# [WORK REQUIRED]
Drop the pictures, then extract the listing word for word.

# [DATASET EXTRACT]
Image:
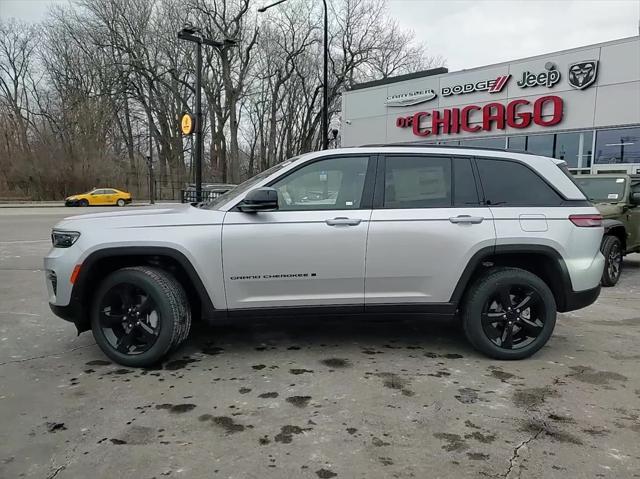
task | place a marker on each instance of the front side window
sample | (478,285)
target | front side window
(618,146)
(417,182)
(508,183)
(334,183)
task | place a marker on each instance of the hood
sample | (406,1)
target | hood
(181,214)
(609,210)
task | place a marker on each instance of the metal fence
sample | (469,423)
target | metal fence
(189,195)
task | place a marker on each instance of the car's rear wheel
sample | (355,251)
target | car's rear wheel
(139,314)
(611,249)
(509,313)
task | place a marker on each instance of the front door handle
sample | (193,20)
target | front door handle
(343,221)
(466,219)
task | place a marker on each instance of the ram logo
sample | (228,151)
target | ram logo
(583,74)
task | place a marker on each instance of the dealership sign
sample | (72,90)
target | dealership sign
(518,114)
(411,98)
(547,78)
(582,74)
(492,86)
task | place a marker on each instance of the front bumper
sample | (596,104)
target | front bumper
(580,299)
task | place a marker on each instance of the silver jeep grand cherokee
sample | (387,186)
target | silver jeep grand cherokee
(498,239)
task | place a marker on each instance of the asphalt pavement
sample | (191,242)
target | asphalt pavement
(305,398)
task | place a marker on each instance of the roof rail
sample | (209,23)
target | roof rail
(454,147)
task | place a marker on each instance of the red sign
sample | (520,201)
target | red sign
(516,114)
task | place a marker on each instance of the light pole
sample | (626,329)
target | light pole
(325,81)
(193,34)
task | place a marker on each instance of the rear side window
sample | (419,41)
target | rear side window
(507,183)
(464,185)
(417,182)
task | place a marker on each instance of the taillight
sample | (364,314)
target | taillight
(586,221)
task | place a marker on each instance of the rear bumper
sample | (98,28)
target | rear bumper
(580,299)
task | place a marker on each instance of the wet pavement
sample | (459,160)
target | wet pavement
(319,398)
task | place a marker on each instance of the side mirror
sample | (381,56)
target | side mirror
(261,199)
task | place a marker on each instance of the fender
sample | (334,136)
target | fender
(483,254)
(79,291)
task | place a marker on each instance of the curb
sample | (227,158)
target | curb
(61,205)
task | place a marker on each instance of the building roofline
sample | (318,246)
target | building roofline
(443,70)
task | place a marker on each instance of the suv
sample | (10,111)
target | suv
(617,197)
(499,240)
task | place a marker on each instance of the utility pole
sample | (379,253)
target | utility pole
(194,34)
(150,157)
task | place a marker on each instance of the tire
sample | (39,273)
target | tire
(611,249)
(144,339)
(503,333)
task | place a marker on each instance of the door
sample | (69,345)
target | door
(311,251)
(96,197)
(426,225)
(110,197)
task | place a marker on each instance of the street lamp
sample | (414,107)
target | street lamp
(325,100)
(194,34)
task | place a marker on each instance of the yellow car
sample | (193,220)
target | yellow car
(100,197)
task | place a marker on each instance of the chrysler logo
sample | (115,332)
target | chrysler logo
(411,98)
(583,74)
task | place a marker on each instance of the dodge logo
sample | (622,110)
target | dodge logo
(583,74)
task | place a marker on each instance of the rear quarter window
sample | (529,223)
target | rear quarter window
(509,183)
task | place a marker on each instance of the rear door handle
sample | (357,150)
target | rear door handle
(343,221)
(466,219)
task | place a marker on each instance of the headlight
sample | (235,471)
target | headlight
(64,239)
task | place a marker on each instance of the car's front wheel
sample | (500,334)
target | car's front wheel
(139,314)
(509,313)
(611,249)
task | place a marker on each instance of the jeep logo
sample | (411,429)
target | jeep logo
(548,79)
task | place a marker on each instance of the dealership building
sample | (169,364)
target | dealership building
(581,105)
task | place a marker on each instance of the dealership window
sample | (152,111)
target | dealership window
(618,146)
(417,182)
(574,148)
(508,183)
(540,145)
(517,143)
(484,142)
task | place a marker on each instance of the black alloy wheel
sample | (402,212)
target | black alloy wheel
(611,249)
(508,313)
(139,314)
(129,319)
(513,317)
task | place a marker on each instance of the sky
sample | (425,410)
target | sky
(472,33)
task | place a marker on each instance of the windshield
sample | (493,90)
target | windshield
(602,189)
(245,186)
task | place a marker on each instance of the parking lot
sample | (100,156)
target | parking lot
(312,398)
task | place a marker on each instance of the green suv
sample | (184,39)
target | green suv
(617,197)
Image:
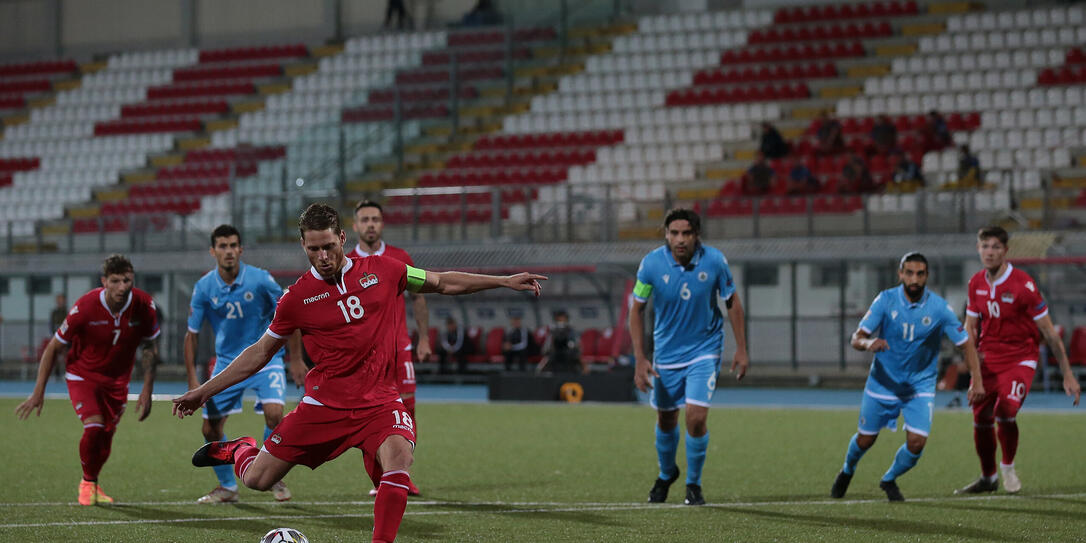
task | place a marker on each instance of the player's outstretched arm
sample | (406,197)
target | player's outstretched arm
(248,363)
(643,373)
(149,358)
(1071,386)
(37,399)
(737,318)
(461,282)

# [CORRECT OUTPUT]
Image:
task | place a marker on each instance of the front side window
sample | (478,285)
target | front side window
(618,146)
(417,182)
(508,183)
(334,183)
task | place a marker on each instance of the hood
sample | (406,1)
target | hood
(181,214)
(609,210)
task | place a marker on each instance of the metal fence
sample | (469,423)
target | metal fence
(189,195)
task | place a marker on each instance of the car's rear wheel
sample | (355,251)
target | car's rear wheel
(139,314)
(611,249)
(509,313)
task | place a marker on each instance of the front door handle
sample | (193,20)
target | front door handle
(343,221)
(466,219)
task | place a marker on each instance of the ram logo
sample | (228,151)
target | ram logo
(583,74)
task | place a marker on each instance of the dealership sign
sample | (72,90)
target | dealership sign
(518,114)
(411,98)
(547,78)
(582,74)
(492,86)
task | place a marker on each instance of the front bumper
sample | (596,104)
target | front bumper
(580,299)
task | place a marker on each instance of the silver jeep grand cherokee
sample | (387,186)
target | silver jeep grand cherokee
(498,239)
task | place a marker on each instance of the asphalt pavement
sample | (191,242)
target | asphalt pavement
(305,398)
task | place a marker on each instance of the roof rail
sample | (209,23)
target | roof rail
(454,147)
task | place a marker on each instance of the red sign
sample | (520,201)
target | red sign
(516,114)
task | place a marker on each instance of the light pole
sample | (626,329)
target | light pole
(325,81)
(193,34)
task | place a marker on each instance of the rear side window
sample | (419,41)
target | rear side window
(507,183)
(464,185)
(417,182)
task | place a marker on each instance of the taillight
sample | (364,314)
target | taillight
(586,221)
task | place a marker on each instance of the rear bumper
sample | (98,28)
target | rear bumper
(580,299)
task | place a marker on each instance of the wet pavement
sample | (459,160)
target | wet pavement
(319,398)
task | place a marker on each instance of the side mirror
sample | (381,56)
target | side mirror
(261,199)
task | place a marker on each instance of the fender
sample | (334,136)
target | fender
(483,254)
(79,291)
task | place a marker on each instance of the curb
sample | (227,158)
target | curb
(61,205)
task | place a marker on each instance of the building roofline
sample | (318,246)
target | building roofline
(443,70)
task | place a marker on each instance of the suv
sample | (10,111)
target | suv
(617,197)
(499,240)
task | place a marker on each instance of the utility pole
sample | (379,253)
target | utility pole
(194,34)
(150,157)
task | place a marker on each instance of the tire
sample | (39,273)
target | tire
(611,249)
(144,339)
(503,333)
task | place a marker on each instance of the door
sample | (69,345)
target | door
(311,251)
(96,197)
(426,225)
(110,197)
task | place a marker on each instance of the street lamp
sample | (414,107)
target | street lamp
(325,100)
(194,34)
task | place a marker on each instance of the yellow car
sample | (193,220)
target | yellow car
(100,197)
task | place a marker on each instance of the chrysler logo
sample | (115,332)
target | chrysler logo
(411,98)
(583,74)
task | place a marker on each instance of the dodge logo
sample | (622,110)
target | dodge logo
(583,74)
task | place a marker on each instance of the rear quarter window
sample | (529,223)
target | rear quarter window
(509,183)
task | place a marker on each instance of the rear door handle
sample | (357,150)
target | rear door handle
(343,221)
(466,219)
task | place a marker on each instance of the headlight
sample | (235,471)
target | headlight
(64,239)
task | place a marker on each instance of the car's front wheel
sample | (500,334)
target | car's front wheel
(139,314)
(509,313)
(611,249)
task | place a marker on each instance of the jeep logo
sample | (411,429)
target | jeep logo
(548,79)
task | place a marker on each instance of the dealership building
sample | (169,364)
target | dealership building
(581,105)
task | place a marker on each instance of the dealership window
sample | (152,111)
target | dealership window
(618,146)
(417,182)
(574,148)
(508,183)
(540,145)
(517,143)
(484,142)
task | place a marker on each instance of the black alloy wheel
sample | (402,212)
target | black alloy wheel
(611,249)
(508,313)
(139,314)
(129,319)
(513,317)
task | place a marker on each instance of the sky
sample | (425,410)
target | sky
(472,33)
task | place a marker on each instance of the windshield
sample | (493,90)
target | windshield
(602,189)
(245,186)
task | place a marker on each instance of the parking lot
sample | (100,156)
target | parking lot
(312,398)
task | place a marker on each instance of the green suv
sample | (184,39)
target | green suv
(617,197)
Image:
task | place a marker on each instance of the player's outstretched arm
sample | (406,197)
target | player's outstretched arm
(248,363)
(643,373)
(149,358)
(1071,386)
(37,399)
(737,318)
(461,282)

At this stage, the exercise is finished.